**Objective:**
Can you write out, word for word and in full, the passage below about Edward Murrow at the USIA and his rehiring of Reed Harris?

One of Murrow's first actions after being appointed USIA director was to ask, "What's happened to Reed Harris?" In 1953, Harris was acting director of the USIA, then under the Department of State and known as the United States International Information Administration. Harris was attacked by Senator Joseph McCarthy for a few lines from a book he had written about college football, and resigned because he got no support from his superiors. It was Harris' testimony before McCarthy that Murrow featured in one of his two anti-McCarthy shows. Murrow learned that Harris was now running a public relations agency in Washington, and rehired him in a high executive post at the USIA. "I'd become a kind of symbol of the resistance to McCarthy," Harris, who took a salary cut to come back to the government, told me, "and there was a kind of symbolism in my returning."

It seems strange, considering Murrow's record for outspokenness, but one criticism leveled against him in Washington is that he has been too quiet. "He's too cautious. Murrow has the highest reputation," a member of the White House inner sanctum said. "He can get through to the President any time he wants. The President is always concerned with what his reactions will be. Murrow would be listened to no matter what he said, especially since he's been silent so much."

**Dataset rows:**
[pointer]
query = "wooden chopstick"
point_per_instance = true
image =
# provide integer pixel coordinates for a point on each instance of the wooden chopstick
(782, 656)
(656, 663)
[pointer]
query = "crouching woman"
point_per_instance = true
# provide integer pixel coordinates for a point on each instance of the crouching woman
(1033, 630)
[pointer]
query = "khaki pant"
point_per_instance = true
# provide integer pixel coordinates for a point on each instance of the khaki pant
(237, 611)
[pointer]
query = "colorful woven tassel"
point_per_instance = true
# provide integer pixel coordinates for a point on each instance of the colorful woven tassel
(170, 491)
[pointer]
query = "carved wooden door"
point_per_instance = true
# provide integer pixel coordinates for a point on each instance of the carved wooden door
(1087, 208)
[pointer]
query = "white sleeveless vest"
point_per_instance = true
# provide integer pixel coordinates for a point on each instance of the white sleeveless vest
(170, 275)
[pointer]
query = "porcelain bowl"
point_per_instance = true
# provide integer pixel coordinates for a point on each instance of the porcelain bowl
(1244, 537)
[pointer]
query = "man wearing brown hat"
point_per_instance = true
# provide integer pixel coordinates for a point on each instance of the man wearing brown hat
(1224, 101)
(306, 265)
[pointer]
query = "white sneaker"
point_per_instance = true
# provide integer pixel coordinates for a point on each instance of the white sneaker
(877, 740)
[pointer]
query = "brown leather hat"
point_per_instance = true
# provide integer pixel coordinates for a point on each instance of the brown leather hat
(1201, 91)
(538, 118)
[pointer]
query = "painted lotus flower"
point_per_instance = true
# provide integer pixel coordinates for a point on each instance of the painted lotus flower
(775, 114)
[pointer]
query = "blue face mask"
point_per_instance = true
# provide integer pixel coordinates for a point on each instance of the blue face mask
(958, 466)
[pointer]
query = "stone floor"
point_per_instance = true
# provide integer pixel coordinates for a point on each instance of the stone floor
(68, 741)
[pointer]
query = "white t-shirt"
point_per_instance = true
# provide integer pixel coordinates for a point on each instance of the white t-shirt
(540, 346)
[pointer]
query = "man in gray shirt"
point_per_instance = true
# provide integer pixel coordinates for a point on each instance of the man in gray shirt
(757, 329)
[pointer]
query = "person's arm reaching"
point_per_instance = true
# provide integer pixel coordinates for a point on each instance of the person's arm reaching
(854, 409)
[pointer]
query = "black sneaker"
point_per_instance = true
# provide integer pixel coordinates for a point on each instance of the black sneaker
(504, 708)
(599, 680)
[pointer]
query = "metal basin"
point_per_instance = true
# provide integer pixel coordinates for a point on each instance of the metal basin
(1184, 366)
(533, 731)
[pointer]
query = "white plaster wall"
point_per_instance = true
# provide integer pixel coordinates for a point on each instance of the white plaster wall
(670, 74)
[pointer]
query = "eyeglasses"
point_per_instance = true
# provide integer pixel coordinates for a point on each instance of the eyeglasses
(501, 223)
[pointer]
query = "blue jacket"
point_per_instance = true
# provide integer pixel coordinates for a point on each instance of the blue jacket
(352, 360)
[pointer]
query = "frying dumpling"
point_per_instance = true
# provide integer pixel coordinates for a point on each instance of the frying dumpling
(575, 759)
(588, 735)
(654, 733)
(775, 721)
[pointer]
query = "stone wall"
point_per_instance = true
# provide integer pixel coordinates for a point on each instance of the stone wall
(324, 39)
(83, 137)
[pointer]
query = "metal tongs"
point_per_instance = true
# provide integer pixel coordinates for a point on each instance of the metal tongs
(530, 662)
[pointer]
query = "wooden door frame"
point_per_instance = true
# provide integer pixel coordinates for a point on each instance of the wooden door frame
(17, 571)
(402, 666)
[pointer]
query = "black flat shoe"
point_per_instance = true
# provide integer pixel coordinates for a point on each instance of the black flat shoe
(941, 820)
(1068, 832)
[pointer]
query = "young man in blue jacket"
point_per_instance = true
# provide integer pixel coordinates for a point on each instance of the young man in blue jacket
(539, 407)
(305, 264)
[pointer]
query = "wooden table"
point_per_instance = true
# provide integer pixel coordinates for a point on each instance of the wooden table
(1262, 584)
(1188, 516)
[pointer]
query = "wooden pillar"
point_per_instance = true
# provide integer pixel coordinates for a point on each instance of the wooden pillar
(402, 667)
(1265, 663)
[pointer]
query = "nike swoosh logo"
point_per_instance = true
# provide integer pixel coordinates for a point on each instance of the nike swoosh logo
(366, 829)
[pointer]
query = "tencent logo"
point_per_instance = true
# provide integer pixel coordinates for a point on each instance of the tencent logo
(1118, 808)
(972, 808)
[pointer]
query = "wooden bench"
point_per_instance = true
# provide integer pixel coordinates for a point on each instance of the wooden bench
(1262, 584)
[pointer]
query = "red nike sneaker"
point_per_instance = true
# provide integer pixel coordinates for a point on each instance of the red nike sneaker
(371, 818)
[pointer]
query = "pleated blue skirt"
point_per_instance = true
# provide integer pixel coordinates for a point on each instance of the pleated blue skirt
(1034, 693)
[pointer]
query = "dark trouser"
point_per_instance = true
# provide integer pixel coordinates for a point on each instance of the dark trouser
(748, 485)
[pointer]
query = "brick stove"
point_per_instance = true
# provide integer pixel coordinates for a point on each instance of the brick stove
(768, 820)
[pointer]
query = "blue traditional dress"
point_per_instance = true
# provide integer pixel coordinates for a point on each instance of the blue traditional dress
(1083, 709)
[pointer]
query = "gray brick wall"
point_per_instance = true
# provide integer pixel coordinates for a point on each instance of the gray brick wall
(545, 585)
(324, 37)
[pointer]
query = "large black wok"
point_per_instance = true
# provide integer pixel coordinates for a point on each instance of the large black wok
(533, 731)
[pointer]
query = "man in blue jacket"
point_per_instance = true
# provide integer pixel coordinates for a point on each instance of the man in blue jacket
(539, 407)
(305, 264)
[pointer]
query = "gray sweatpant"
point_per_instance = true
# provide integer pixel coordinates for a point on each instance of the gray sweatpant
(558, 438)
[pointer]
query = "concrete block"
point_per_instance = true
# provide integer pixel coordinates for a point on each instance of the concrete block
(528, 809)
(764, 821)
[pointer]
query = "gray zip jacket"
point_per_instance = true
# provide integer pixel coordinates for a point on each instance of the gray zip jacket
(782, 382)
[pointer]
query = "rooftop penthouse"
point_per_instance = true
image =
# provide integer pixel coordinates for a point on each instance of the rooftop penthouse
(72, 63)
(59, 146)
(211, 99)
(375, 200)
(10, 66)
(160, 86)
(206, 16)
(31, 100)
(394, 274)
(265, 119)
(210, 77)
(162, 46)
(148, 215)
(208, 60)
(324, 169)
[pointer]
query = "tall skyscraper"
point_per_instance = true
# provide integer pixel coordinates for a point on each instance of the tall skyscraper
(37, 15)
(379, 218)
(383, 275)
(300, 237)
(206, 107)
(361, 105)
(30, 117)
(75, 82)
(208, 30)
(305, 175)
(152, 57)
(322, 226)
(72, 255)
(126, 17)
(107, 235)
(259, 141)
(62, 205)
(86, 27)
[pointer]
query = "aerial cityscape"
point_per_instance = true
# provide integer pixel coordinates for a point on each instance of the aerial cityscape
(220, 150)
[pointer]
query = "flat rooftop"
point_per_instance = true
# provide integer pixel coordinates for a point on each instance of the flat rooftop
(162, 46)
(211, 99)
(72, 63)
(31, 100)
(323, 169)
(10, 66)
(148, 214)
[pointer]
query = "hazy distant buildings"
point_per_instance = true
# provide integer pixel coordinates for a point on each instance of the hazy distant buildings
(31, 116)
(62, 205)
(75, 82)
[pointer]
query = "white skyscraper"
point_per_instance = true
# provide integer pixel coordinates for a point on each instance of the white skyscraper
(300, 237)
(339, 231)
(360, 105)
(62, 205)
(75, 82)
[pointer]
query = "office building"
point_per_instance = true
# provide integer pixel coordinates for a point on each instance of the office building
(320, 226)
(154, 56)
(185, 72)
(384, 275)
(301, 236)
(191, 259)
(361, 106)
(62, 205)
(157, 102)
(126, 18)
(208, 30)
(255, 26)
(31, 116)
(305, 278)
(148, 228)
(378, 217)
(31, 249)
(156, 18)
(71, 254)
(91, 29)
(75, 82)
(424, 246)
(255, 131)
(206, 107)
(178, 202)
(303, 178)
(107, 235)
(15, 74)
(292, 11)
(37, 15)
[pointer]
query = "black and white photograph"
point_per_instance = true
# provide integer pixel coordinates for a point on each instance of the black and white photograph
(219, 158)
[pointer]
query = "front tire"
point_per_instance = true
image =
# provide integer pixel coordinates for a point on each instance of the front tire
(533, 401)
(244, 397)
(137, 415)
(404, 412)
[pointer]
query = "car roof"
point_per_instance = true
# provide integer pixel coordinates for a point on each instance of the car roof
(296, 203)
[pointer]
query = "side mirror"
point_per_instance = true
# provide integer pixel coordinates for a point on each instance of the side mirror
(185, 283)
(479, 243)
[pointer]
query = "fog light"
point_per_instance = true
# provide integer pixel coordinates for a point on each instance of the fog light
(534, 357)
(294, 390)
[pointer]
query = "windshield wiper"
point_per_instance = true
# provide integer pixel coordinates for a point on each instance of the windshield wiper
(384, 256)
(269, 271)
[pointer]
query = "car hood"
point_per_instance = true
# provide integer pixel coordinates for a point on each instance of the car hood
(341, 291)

**Solution for this problem:**
One of Murrow's first actions after being appointed USIA director was to ask, "What's happened to Reed Harris?" In 1953, Harris was acting director of the USIA, then under the Department of State and known as the United States International Information Administration. Harris was attacked by Senator Joseph McCarthy for a few lines from a book he had written about college football, and resigned because he got no support from his superiors. It was Harris' testimony before McCarthy that Murrow featured in one of his two anti-McCarthy shows. Murrow learned that Harris was now running a public relations agency in Washington, and rehired him in a high executive post at the USIA. "I'd become a kind of symbol of the resistance to McCarthy," Harris, who took a salary cut to come back to the government, told me, "and there was a kind of symbolism in my returning."

It seems strange, considering Murrow's record for outspokenness, but one criticism leveled against him in Washington is that he has been too quiet. "He's too cautious. Murrow has the highest reputation," a member of the White House inner sanctum said. "He can get through to the President any time he wants. The President is always concerned with what his reactions will be. Murrow would be listened to no matter what he said, especially since he's been silent so much."